● Task item
Below this task are records; return each one exactly and omit its images.

● Data supplied
= = = =
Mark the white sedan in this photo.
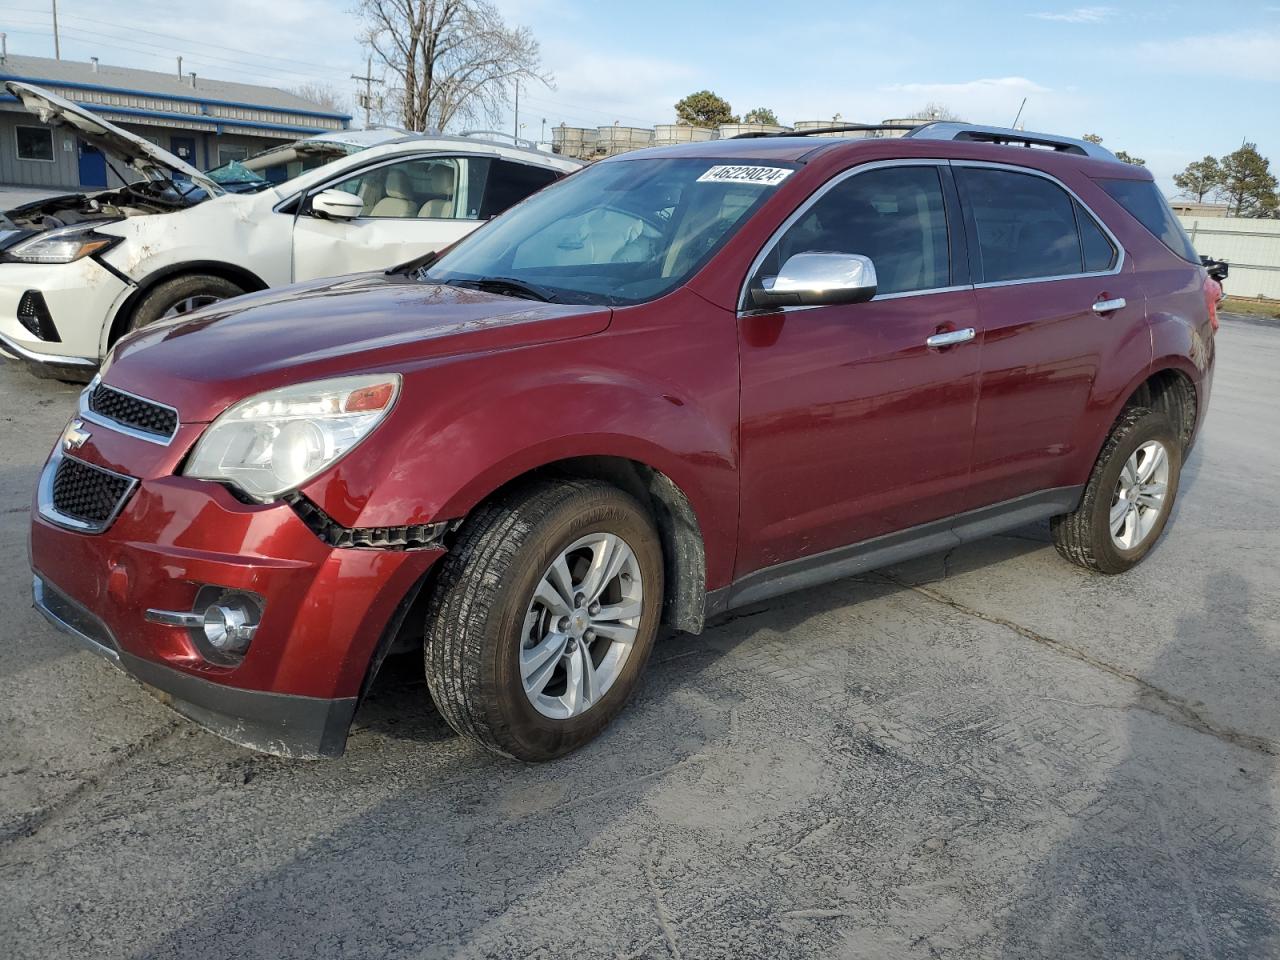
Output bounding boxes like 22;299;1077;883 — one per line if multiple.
0;82;580;376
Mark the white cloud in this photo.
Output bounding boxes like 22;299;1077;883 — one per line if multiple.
515;45;697;129
1136;30;1280;82
1031;6;1117;23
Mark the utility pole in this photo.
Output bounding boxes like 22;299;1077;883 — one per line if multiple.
= = = =
● Response
Mark the white sedan in this photo.
Output bounding boxes like 22;299;1077;883 — one per line if multiple.
0;82;580;376
Mark the white cloud in this photo.
Output bounding boxes like 22;299;1077;883 — one per line if multiple.
515;45;697;129
1136;30;1280;82
1031;6;1117;23
Mark the utility pole in this photo.
Output bounding boxes like 22;299;1077;883 — one per line if multiple.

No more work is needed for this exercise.